======== MATERIAL PROVIDED ========

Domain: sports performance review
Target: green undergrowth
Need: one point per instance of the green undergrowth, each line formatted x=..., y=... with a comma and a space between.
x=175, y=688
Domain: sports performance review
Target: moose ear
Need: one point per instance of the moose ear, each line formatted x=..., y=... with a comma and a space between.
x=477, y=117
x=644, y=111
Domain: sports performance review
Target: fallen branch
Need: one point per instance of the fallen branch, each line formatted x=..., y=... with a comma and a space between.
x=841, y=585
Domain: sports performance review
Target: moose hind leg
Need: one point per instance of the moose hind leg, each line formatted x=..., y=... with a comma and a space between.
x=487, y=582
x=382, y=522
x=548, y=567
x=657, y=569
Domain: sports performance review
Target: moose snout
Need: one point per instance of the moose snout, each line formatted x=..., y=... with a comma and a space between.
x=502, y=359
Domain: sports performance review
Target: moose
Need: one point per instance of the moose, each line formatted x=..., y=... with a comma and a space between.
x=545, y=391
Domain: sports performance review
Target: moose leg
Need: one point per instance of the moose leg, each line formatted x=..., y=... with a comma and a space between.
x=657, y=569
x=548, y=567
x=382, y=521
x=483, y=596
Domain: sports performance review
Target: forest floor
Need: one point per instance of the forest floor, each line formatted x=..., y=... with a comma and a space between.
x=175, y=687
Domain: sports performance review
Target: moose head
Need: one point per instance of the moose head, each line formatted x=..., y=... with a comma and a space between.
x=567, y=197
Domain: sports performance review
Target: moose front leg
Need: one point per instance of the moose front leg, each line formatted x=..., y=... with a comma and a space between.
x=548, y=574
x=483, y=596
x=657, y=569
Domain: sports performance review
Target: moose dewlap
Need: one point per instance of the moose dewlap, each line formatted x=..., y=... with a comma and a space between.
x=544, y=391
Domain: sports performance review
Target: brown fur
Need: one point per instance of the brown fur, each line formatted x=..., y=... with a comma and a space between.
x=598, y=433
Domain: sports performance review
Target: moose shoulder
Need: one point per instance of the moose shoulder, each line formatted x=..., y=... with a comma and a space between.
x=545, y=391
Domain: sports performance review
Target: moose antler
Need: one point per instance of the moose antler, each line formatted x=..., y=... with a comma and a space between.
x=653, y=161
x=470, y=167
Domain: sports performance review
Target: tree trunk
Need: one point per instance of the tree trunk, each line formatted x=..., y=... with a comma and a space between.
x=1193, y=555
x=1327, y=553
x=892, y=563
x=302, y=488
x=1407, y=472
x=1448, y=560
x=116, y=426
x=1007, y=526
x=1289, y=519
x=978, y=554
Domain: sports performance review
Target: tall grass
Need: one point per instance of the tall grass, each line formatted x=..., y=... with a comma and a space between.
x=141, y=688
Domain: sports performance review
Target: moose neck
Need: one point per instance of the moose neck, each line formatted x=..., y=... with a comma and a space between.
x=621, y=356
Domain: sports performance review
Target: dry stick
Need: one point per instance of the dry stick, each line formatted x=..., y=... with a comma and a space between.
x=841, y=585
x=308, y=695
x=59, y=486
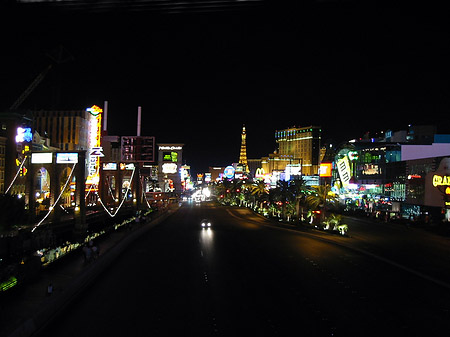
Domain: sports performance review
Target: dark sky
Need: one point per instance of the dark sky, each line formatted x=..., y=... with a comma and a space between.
x=199, y=76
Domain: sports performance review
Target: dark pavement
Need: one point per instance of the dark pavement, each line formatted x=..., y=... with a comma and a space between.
x=246, y=277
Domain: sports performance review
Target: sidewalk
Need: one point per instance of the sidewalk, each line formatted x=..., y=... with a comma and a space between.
x=414, y=250
x=23, y=311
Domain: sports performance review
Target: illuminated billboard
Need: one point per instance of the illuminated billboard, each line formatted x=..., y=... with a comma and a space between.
x=24, y=135
x=229, y=172
x=41, y=158
x=325, y=170
x=169, y=168
x=95, y=150
x=343, y=166
x=67, y=158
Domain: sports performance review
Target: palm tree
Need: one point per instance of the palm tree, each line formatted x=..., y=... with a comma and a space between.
x=299, y=190
x=321, y=197
x=282, y=194
x=260, y=192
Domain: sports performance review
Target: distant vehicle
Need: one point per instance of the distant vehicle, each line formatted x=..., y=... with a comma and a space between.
x=206, y=223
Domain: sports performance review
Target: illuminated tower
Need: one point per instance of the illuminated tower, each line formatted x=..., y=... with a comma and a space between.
x=243, y=154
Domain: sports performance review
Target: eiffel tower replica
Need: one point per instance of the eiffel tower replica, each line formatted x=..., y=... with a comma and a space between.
x=243, y=154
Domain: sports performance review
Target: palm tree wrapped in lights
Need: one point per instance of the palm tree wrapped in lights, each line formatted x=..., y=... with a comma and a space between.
x=320, y=198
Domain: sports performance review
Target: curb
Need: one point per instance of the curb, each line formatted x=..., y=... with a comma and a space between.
x=361, y=251
x=55, y=305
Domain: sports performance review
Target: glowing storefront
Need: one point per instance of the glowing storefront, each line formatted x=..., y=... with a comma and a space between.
x=170, y=161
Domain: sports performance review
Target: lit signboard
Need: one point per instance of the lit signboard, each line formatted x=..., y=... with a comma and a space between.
x=259, y=173
x=441, y=180
x=109, y=166
x=24, y=135
x=229, y=172
x=67, y=158
x=170, y=156
x=95, y=150
x=344, y=170
x=94, y=110
x=41, y=158
x=169, y=168
x=171, y=148
x=325, y=170
x=126, y=166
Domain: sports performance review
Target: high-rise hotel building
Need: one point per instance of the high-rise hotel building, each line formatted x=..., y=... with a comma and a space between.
x=67, y=130
x=300, y=145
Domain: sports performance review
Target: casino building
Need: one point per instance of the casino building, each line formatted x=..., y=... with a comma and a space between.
x=170, y=160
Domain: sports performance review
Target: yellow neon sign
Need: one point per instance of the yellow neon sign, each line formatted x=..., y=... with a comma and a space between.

========

*TASK GOAL:* Please write out the entries word for word, starting with the first line and going on through the line that contains "x=175, y=688", including that line.

*OUTPUT FOR THIS EXERCISE:*
Domain: sports performance review
Target: green undergrowth
Need: one point per instance of the green undergrowth, each line formatted x=..., y=... with a comma and a space between.
x=175, y=688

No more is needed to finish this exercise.